Prompt
Rewrite as a numbered list, skipping blank lines, the part of the lines below that opens with the line containing "Would you mind placing a dot on the blue sky, one" and closes with the line containing "Query: shirtless man", both ends included. Leave out the pictures.

Material for the task
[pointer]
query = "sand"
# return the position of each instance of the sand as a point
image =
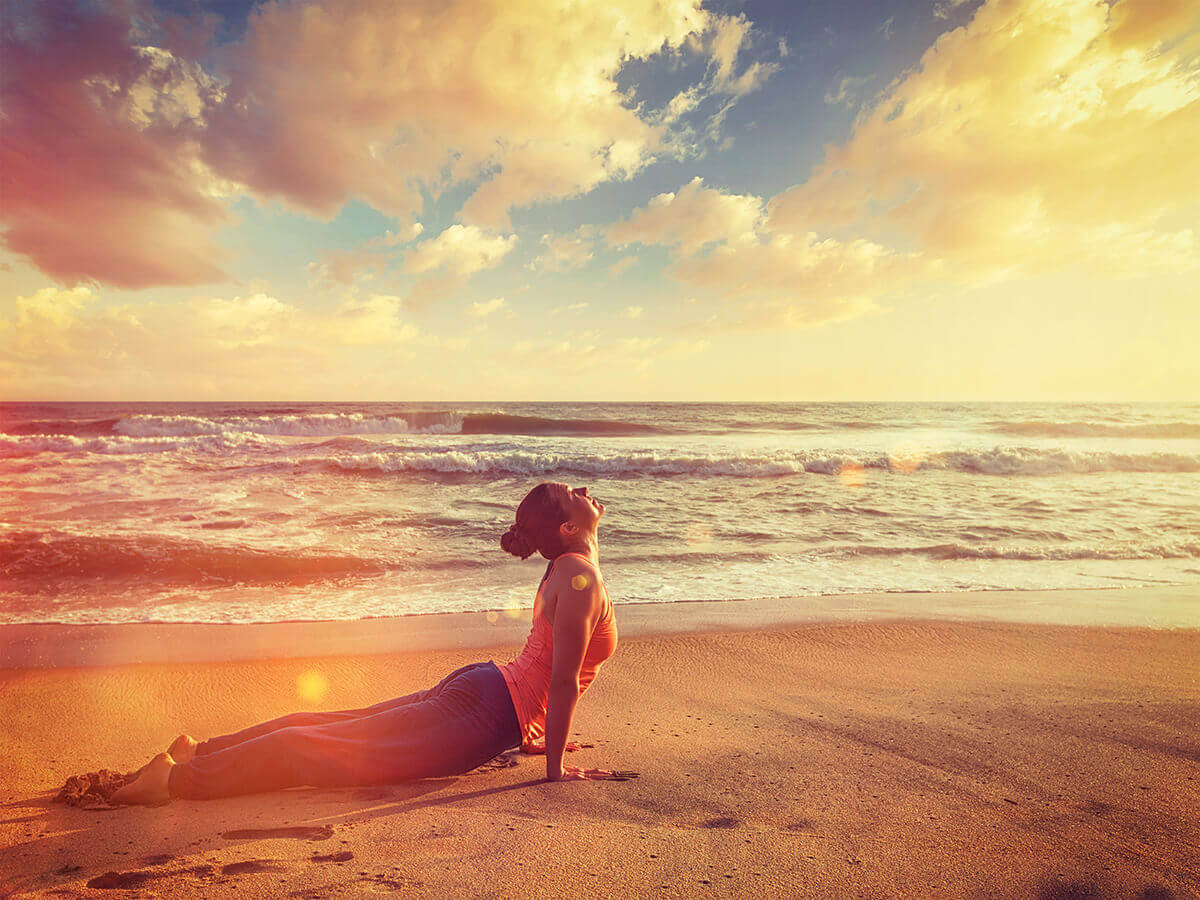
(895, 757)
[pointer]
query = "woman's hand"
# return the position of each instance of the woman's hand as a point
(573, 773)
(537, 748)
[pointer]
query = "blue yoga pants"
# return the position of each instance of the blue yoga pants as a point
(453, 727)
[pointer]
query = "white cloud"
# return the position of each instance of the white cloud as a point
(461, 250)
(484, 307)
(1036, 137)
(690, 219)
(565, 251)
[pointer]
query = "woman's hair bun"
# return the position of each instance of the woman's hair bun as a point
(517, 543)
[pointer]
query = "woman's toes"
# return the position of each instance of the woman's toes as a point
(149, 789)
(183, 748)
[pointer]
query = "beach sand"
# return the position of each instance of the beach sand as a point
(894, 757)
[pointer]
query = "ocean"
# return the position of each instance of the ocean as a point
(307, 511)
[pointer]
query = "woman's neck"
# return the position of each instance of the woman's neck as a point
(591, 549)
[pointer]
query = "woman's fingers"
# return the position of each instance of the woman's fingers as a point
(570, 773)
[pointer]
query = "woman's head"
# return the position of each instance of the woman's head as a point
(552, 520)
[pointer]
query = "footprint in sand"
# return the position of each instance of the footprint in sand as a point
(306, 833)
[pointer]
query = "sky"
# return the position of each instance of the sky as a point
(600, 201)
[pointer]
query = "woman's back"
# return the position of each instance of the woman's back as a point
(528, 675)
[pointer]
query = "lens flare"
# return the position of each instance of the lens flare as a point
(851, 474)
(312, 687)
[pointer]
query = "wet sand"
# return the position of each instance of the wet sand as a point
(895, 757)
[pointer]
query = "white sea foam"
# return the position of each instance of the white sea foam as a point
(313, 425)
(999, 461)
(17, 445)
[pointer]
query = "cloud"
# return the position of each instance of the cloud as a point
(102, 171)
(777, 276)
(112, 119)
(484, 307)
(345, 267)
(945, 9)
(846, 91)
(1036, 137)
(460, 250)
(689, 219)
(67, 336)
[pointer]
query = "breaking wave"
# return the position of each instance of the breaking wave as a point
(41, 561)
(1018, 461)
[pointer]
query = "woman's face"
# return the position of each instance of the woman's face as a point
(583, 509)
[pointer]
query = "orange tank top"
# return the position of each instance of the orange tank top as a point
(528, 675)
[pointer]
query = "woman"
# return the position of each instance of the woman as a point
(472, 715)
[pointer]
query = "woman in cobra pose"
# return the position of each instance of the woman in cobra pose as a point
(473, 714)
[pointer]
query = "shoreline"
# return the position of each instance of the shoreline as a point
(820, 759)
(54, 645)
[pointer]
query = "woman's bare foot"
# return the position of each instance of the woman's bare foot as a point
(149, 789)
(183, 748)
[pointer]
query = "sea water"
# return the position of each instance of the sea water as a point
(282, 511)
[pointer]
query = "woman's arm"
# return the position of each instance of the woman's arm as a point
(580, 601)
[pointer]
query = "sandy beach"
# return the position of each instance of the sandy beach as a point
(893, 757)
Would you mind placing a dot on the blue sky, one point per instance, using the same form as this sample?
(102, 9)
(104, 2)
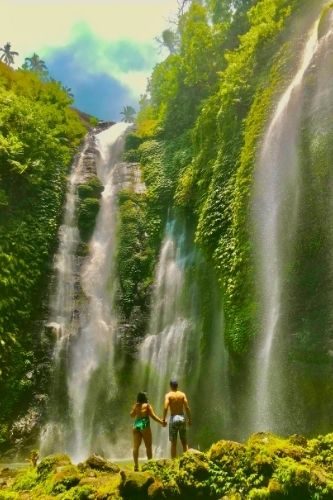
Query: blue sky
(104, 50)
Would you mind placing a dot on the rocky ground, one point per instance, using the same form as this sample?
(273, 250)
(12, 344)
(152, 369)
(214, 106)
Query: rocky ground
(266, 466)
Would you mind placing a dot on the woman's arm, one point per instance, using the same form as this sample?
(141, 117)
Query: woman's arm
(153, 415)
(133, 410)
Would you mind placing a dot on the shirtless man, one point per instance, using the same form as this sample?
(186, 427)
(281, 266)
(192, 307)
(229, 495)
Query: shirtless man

* * *

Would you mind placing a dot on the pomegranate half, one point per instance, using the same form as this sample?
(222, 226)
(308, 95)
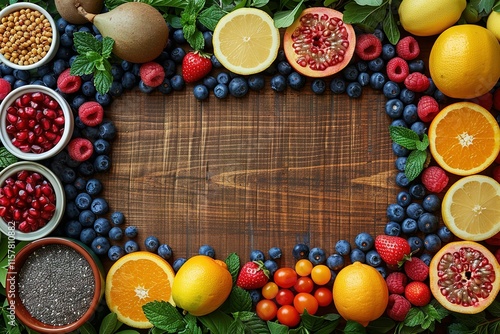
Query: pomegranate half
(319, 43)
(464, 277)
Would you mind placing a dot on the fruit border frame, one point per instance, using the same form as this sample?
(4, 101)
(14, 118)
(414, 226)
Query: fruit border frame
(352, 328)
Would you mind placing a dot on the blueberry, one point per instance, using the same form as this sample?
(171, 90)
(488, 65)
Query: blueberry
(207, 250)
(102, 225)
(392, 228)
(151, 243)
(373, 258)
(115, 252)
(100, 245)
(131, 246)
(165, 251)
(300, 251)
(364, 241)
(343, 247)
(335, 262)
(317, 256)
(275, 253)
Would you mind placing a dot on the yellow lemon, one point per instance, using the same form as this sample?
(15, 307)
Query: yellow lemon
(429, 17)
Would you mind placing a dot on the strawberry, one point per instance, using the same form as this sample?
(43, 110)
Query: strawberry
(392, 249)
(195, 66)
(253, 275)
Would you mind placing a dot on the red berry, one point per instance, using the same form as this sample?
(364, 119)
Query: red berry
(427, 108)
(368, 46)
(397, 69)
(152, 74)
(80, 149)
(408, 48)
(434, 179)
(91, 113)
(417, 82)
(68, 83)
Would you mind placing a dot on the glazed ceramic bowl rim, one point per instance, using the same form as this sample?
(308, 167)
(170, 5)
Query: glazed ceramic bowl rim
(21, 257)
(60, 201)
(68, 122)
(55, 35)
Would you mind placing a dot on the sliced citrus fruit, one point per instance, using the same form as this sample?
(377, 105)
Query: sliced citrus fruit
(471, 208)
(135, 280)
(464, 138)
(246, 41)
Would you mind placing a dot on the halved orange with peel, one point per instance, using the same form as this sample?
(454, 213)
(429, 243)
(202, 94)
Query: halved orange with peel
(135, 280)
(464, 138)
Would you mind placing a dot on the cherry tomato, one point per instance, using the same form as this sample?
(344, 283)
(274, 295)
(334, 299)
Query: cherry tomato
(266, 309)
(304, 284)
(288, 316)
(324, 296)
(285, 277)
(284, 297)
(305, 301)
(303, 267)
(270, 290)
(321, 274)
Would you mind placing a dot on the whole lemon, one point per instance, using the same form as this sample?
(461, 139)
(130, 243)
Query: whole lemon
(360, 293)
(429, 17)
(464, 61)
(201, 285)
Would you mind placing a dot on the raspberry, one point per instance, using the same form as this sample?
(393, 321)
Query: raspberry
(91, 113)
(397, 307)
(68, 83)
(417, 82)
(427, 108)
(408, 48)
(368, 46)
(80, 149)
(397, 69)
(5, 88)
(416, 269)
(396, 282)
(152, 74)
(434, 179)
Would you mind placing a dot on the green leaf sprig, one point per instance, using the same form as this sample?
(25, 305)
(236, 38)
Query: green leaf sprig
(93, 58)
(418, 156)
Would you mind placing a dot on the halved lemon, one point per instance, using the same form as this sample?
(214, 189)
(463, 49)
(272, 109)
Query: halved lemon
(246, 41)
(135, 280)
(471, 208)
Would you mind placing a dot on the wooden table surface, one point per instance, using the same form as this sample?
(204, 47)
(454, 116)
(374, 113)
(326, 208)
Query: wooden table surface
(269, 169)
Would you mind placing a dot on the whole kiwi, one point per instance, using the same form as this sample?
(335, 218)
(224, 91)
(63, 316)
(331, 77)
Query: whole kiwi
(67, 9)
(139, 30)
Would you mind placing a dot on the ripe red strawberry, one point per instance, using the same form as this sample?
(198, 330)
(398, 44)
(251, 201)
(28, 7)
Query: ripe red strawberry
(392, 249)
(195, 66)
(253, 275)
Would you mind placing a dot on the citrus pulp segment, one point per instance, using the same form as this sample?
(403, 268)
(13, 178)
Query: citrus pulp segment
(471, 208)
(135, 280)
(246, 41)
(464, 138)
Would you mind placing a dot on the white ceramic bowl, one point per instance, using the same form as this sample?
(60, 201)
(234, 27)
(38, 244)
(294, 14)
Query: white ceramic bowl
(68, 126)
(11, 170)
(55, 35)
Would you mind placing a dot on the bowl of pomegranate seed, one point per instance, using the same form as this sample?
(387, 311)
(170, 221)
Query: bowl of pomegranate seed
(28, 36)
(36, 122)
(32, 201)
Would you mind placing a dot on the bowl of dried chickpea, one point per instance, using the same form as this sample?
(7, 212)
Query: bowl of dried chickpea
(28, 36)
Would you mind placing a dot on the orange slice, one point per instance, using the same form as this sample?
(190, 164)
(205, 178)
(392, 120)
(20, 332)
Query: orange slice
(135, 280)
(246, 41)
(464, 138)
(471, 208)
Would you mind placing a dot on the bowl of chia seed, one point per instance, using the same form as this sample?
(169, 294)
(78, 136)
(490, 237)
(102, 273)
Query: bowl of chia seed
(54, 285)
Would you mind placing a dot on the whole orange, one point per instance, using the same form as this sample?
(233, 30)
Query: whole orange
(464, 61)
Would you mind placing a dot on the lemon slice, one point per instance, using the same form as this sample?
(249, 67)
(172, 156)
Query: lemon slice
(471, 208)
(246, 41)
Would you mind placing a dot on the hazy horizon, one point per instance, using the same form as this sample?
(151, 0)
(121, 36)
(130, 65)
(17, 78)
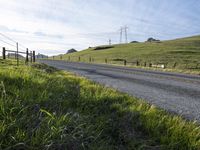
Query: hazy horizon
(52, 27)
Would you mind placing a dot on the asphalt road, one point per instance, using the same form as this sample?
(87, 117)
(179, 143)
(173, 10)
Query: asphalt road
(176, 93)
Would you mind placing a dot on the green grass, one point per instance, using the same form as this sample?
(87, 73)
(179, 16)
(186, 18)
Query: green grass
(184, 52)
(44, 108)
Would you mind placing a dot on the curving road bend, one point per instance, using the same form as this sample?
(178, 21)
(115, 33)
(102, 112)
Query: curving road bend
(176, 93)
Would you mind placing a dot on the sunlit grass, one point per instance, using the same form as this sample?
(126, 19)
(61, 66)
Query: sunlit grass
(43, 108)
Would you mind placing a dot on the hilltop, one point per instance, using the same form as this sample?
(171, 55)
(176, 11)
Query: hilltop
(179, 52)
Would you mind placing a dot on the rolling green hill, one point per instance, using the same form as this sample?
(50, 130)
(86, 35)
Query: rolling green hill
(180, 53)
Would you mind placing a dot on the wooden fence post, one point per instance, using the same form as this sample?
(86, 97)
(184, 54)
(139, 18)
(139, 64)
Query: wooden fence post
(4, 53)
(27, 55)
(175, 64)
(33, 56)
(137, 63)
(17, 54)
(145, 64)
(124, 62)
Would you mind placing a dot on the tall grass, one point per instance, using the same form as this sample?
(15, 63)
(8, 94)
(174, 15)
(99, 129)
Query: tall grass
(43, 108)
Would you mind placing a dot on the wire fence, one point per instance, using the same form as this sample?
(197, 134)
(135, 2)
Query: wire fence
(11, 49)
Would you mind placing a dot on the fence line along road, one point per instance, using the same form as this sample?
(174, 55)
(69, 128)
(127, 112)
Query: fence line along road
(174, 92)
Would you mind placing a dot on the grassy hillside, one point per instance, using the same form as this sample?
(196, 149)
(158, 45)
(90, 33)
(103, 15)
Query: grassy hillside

Task answer
1. Would you mind placing a dot on the blue sky, one point per instance, using the same form as this sample?
2. (102, 9)
3. (104, 2)
4. Query: blue sky
5. (104, 50)
6. Would you mind placing a dot on the rocky ground, one point per instance, using the same form as this sample?
7. (273, 250)
8. (12, 344)
9. (152, 369)
10. (214, 106)
11. Query: rocky ground
12. (266, 466)
13. Would you mind placing a dot on the woman's arm, one point per instance, using the same form as this sample?
14. (141, 117)
15. Query: woman's arm
16. (153, 415)
17. (133, 410)
18. Would you mind placing a dot on the shirtless man, one point per instance, using the same form as this sample?
19. (186, 427)
20. (281, 266)
21. (192, 307)
22. (229, 495)
23. Query: shirtless man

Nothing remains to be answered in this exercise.